* **Task to carry out**
Which Full Court decision does the court passage below cite?

##### Document passage #####

It is often put that, in order to satisfy that requirement, there must be some substantial or manifest injustice arising from the existence of the order from which leave to appeal is sought. It is also a well known general principle that normally applications for leave to amend a pleading should be granted unless substantial injustice is caused to the opposing party which cannot be overcome by an adjournment or by the awarding of costs. This is so because of the need to ensure that justice is done between the litigants. Justice can only be done if the real issues between the litigants can be determined from the pleadings as finally determined to illustrate what is at issue between the parties and what the rights of the parties then are. In the present case it must be remembered that the trial Judge has been hearing this matter for a long, long time, in which all parties have played an active part. The trial Judge has a very keen knowledge of what has occurred, what the facts are and what is involved. The orders made are interlocutory in the sense that they are not finally binding. There is nothing to prevent an order being made in the future in relation to pleadings to give effect to any evidence that might be given, to enable the Court to make the appropriate order. It also must be remembered that if, in due course, a party is not given leave to amend and a judgment is obtained against that party, that may well be a good appeal point when the substantive orders are made. That has been made clear by a number of authorities referred to in the course of submissions today. I will refer to one only, the decision of the Full Court of this Court in the case of Londish v Gulf Pacific Pty Limited (1993) 45 FCR 128.

##### Dataset content #####

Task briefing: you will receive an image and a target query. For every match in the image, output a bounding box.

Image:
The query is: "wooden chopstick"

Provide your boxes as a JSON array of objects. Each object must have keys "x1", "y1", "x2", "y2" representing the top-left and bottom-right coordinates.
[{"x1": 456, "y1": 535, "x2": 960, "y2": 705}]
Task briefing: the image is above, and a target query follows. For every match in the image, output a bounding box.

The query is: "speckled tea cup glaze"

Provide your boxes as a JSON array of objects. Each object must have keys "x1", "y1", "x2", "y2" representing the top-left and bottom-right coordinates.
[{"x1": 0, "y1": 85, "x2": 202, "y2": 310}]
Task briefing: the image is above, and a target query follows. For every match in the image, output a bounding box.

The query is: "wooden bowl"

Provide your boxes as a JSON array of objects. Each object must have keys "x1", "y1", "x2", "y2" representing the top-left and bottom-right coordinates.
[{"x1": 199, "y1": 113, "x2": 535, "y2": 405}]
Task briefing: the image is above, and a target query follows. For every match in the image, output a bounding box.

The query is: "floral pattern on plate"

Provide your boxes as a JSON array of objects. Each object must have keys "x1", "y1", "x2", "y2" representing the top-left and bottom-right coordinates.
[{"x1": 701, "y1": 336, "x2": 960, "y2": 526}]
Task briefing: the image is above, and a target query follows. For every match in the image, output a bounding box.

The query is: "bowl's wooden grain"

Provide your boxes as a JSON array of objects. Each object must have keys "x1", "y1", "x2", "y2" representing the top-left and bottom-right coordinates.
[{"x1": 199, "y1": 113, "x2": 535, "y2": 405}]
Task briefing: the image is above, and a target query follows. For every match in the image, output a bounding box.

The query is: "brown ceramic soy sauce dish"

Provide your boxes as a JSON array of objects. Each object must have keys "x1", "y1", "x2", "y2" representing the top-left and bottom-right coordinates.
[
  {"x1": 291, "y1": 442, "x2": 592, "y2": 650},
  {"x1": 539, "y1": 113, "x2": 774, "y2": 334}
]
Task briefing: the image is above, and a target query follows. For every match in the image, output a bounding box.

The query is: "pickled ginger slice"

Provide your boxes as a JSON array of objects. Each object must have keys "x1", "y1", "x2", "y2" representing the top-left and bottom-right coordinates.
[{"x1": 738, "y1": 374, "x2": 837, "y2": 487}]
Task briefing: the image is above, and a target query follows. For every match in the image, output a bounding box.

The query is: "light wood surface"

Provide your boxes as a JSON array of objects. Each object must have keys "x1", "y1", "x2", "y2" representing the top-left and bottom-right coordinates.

#####

* **Solution for this exercise**
Londish v Gulf Pacific Pty Limited (1993) 45 FCR 128.